*Data for processing:*
## Start

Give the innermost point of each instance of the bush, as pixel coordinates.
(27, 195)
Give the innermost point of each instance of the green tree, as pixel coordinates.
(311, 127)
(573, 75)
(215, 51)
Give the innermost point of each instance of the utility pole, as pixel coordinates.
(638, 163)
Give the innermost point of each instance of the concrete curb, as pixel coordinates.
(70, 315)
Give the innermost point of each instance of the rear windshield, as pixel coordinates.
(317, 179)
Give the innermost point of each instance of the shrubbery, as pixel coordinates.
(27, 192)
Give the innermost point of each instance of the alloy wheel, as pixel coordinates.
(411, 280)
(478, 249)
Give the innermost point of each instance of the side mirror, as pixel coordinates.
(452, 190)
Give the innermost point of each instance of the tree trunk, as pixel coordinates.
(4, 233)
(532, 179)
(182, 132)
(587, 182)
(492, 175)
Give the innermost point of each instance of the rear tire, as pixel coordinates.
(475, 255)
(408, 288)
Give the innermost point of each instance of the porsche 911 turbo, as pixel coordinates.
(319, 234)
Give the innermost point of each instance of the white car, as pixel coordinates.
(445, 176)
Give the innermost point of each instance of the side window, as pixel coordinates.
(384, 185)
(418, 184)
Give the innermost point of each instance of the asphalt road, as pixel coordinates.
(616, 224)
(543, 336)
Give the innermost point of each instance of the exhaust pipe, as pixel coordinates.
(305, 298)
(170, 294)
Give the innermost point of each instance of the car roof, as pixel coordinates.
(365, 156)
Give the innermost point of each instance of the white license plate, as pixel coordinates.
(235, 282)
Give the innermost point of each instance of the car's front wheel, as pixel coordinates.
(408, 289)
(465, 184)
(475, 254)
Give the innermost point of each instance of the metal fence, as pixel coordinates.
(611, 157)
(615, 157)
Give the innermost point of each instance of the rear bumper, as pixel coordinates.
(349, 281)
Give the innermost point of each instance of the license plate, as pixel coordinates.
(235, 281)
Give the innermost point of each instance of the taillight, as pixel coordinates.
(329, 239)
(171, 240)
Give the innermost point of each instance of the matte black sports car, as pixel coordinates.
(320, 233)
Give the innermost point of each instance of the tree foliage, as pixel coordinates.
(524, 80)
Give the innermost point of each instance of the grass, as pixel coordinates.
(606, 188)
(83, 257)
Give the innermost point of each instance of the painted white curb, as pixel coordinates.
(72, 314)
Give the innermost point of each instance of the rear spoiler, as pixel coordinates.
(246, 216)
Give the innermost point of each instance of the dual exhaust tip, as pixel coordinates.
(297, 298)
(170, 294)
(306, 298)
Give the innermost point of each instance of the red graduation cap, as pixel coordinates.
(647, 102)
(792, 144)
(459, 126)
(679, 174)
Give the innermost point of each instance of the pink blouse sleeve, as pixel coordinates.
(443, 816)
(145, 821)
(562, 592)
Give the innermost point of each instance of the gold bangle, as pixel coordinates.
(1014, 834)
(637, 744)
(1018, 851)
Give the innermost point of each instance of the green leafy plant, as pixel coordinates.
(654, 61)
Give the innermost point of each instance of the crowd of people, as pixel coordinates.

## End

*What is expected:* Reproduce word for word the part of the records above that starts with the line containing "Give the innermost point of each instance of the matte" and runs through the end of the records, including both ends.

*In response:*
Give the innermost point of each instance of the matte black sports car, as pixel coordinates.
(320, 233)
Give the innermost point of each instance of the tree foliage, as pixel coordinates.
(524, 80)
Give the innermost point of each instance of the grass, as pixel coordinates.
(606, 188)
(83, 257)
Give the innermost point of each instance of the painted white curb, as pixel coordinates.
(72, 314)
Give the innermost point of each instance of the rear spoiler, as pixel coordinates.
(246, 216)
Give the innermost point of each instance of the dual exhaust tip, as pixel coordinates.
(297, 298)
(170, 294)
(306, 298)
Give the innermost point of each instance of the red graduation cap, as pixel coordinates.
(647, 102)
(792, 144)
(459, 126)
(679, 174)
Give the innermost point of each instance of the pink blouse sleeve, as pixel coordinates.
(443, 816)
(145, 821)
(562, 592)
Give the innermost point of each instance of the gold bangle, as pixel coordinates.
(1014, 834)
(637, 744)
(1018, 851)
Give the innermost point of each instance of the green leafy plant, as pixel coordinates.
(654, 61)
Give the innermost point of each instance of the crowd of people, as pixel coordinates.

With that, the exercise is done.